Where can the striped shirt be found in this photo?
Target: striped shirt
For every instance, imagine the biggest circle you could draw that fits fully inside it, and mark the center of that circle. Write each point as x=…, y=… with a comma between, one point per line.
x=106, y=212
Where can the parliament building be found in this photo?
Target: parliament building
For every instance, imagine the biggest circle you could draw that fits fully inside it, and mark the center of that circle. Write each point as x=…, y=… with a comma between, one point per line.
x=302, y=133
· · · ·
Rewrite the material from its beginning through the line containing "x=106, y=212", changing "striped shirt" to "plaid shirt" and leaving everything else as it is.

Where can the plaid shirt be found in this photo?
Target: plaid shirt
For every instance, imagine the biggest circle you could draw that fits fully inside it, and mark the center of that circle. Write each point as x=…, y=… with a comma between, one point per line.
x=106, y=212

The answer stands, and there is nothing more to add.